◆ **WHAT IS NEEDED**: Give back, unchanged, the part of the data that runs from its very first line through the line containing "146L93 149L95 149L95", including both of those lines.

____

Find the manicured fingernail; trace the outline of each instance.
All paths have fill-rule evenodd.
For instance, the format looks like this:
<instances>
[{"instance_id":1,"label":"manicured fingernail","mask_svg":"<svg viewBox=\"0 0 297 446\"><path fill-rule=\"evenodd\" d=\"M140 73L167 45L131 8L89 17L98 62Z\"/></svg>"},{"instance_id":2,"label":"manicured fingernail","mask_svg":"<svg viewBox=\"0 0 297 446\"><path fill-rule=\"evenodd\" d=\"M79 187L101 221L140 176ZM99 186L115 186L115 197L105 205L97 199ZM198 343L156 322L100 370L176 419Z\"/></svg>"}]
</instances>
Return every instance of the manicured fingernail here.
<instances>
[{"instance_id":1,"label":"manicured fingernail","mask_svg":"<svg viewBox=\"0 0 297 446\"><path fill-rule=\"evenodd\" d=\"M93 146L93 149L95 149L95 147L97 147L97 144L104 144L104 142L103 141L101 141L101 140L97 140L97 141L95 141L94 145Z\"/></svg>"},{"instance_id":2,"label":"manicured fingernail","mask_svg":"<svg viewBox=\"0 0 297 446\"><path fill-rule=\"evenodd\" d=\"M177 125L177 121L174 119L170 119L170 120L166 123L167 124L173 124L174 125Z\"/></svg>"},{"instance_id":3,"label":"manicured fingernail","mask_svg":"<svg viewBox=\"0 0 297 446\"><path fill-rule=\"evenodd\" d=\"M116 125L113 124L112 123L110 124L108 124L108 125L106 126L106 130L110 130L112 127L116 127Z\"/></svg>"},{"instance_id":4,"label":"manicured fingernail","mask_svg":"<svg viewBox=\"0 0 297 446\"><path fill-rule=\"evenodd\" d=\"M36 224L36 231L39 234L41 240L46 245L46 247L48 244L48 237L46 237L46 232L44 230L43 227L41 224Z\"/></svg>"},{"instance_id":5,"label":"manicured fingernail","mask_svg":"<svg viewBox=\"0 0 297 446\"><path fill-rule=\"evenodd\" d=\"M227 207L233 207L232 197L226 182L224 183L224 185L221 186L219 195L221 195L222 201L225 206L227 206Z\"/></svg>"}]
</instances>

____

◆ **TASK RESULT**:
Find the manicured fingernail; trace the outline of each instance.
All paths have fill-rule evenodd.
For instance, the format looks like this:
<instances>
[{"instance_id":1,"label":"manicured fingernail","mask_svg":"<svg viewBox=\"0 0 297 446\"><path fill-rule=\"evenodd\" d=\"M140 73L167 45L131 8L89 17L98 62Z\"/></svg>"},{"instance_id":2,"label":"manicured fingernail","mask_svg":"<svg viewBox=\"0 0 297 446\"><path fill-rule=\"evenodd\" d=\"M79 187L101 221L140 176ZM99 186L115 186L115 197L105 205L97 199ZM198 343L156 322L100 370L176 419Z\"/></svg>"}]
</instances>
Return every instance of the manicured fingernail here.
<instances>
[{"instance_id":1,"label":"manicured fingernail","mask_svg":"<svg viewBox=\"0 0 297 446\"><path fill-rule=\"evenodd\" d=\"M93 146L93 149L95 149L95 147L97 147L97 144L104 144L104 142L103 141L101 141L101 140L97 140L97 141L95 141L94 145Z\"/></svg>"},{"instance_id":2,"label":"manicured fingernail","mask_svg":"<svg viewBox=\"0 0 297 446\"><path fill-rule=\"evenodd\" d=\"M177 125L177 121L174 119L170 119L170 120L166 123L167 124L173 124L174 125Z\"/></svg>"},{"instance_id":3,"label":"manicured fingernail","mask_svg":"<svg viewBox=\"0 0 297 446\"><path fill-rule=\"evenodd\" d=\"M116 125L113 124L112 123L110 124L108 124L108 125L106 126L106 130L110 130L112 127L116 127Z\"/></svg>"},{"instance_id":4,"label":"manicured fingernail","mask_svg":"<svg viewBox=\"0 0 297 446\"><path fill-rule=\"evenodd\" d=\"M36 224L36 231L39 234L41 240L46 245L46 247L48 244L48 237L46 237L46 232L44 230L43 227L41 224Z\"/></svg>"},{"instance_id":5,"label":"manicured fingernail","mask_svg":"<svg viewBox=\"0 0 297 446\"><path fill-rule=\"evenodd\" d=\"M227 207L233 207L232 197L226 182L224 183L224 185L221 186L219 195L221 195L222 201L225 206L227 206Z\"/></svg>"}]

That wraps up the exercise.